■ What to work on: Each entry below is to be duplicated verbatim.

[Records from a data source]
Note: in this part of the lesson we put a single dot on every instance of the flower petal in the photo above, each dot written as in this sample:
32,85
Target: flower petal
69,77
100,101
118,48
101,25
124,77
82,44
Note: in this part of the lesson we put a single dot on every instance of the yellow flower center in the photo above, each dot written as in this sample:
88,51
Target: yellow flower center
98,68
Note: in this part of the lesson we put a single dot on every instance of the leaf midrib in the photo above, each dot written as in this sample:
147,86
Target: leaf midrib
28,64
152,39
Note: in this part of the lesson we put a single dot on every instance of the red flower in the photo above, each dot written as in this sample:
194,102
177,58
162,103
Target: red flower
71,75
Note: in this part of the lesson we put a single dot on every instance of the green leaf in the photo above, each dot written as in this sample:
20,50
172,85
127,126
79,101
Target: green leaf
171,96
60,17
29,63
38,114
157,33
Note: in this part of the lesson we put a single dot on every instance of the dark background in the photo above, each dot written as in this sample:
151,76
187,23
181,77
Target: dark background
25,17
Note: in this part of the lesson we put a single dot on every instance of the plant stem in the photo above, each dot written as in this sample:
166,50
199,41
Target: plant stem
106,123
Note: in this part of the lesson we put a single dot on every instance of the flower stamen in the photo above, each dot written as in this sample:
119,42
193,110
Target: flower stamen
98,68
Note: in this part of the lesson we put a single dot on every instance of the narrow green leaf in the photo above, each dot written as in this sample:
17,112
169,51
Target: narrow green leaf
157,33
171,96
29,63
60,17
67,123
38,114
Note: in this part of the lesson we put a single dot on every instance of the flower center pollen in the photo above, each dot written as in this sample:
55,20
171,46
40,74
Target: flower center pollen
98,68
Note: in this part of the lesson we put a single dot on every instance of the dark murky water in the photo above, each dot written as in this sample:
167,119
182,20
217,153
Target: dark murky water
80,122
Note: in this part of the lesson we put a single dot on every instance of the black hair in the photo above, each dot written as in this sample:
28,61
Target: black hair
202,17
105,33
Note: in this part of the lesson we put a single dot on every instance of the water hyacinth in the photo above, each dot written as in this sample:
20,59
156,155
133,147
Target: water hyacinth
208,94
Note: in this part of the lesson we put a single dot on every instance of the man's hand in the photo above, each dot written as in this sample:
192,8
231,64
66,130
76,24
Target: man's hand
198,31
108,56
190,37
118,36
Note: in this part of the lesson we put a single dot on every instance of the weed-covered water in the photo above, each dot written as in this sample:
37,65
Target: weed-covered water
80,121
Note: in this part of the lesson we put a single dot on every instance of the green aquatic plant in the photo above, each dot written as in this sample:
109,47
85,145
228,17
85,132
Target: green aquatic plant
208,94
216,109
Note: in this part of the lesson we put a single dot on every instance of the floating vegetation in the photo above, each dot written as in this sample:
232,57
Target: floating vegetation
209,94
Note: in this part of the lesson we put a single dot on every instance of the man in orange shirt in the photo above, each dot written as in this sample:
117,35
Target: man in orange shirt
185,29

■ Worked solution:
Note: in this part of the lesson we put a single dot on every instance of the flower petal in the photo above, each dot written as in this sample:
32,85
Target: flower petal
69,77
100,101
118,48
101,25
124,77
82,44
Note: in this part of the lesson we put a single dot on every instance of the yellow flower center in the photo above, each dot written as in this sample:
88,51
Target: yellow flower center
98,68
Note: in this part of the lesson we put a single dot on every instance of the leaf midrib in the photo above, each dot written as in this sample:
147,86
Target: leaf midrib
28,64
152,39
Note: in this part of the lesson we put a single dot on every instance of the red flower in the photo above, each dot written as in this sample:
194,102
177,58
162,103
Target: red flower
71,75
Note: in this part of the lesson we put a single dot on every instance of the green leaf in the photo above, each dot written as in this sample:
20,50
172,85
127,126
79,101
Target: green leaf
171,96
60,17
29,63
38,114
157,33
Note: in this part of the lesson we put a single dot on every instance of the dark background in the photo above, each dot written as in this sample:
151,76
187,23
181,77
Target: dark background
25,17
Note: in this part of the lesson we put a single dot on every instance of the plant stem in the photo above, each dot written as in this sample:
166,50
199,41
Target: plant stem
106,123
Note: in this part of the lesson we put a single dot on every instance of the flower stamen in the photo above, each dot written as in this sample:
119,42
193,110
Target: flower stamen
98,68
Note: in this part of the lesson we put a single dot on every instance of the narrow green leaf in the photo above, each dot written as in this sample:
17,112
169,51
Target: narrow green leaf
157,33
171,96
29,63
60,17
67,123
38,114
Note: in this part of the lesson we put a single dot on every instance of the flower center pollen in the photo above, each dot written as in this sample:
55,20
171,46
40,74
Target: flower center pollen
98,68
Note: in this part of the lesson we put a single dot on every instance of the dark murky water in the photo above, each dot written as in this sample:
167,119
182,20
217,153
Target: dark murky water
80,122
Note: in this part of the lesson we put a single dot on every instance of the black hair in the photo above, each dot written as in this sample:
28,61
Target: black hair
202,17
105,33
Note: in this part of the lesson we put a single dot on every instance of the water hyacinth in the photo above, each dot written as in this sample:
20,59
156,155
133,147
Target: water hyacinth
208,94
Note: in this part of the lesson we put a single dot on every instance of the man's hand in the photo above, each dot written as in this sample:
192,8
231,64
66,130
76,24
Target: man's hand
198,31
108,56
190,37
118,36
Note: in this part of the lesson we put a single dot on every instance of the weed-covered water in the photo above, each dot written as in this sample:
37,65
Target: weed-covered water
80,121
Note: in this part of the lesson we put a single dot on every instance of the green aquatic plant in the photo above, each dot written as in this sample:
109,47
85,145
228,17
85,132
Target: green aquatic plant
208,94
216,109
Note: in this part of the lesson we put a single dot on every instance of the floating vegetation in the photo above, each dot written as in this sample:
232,57
Target: floating vegetation
209,94
Note: in this part of the lesson we put a single dot on every instance of the man in orange shirt in the photo above, each dot written as in this sample:
117,35
Target: man in orange shirt
185,29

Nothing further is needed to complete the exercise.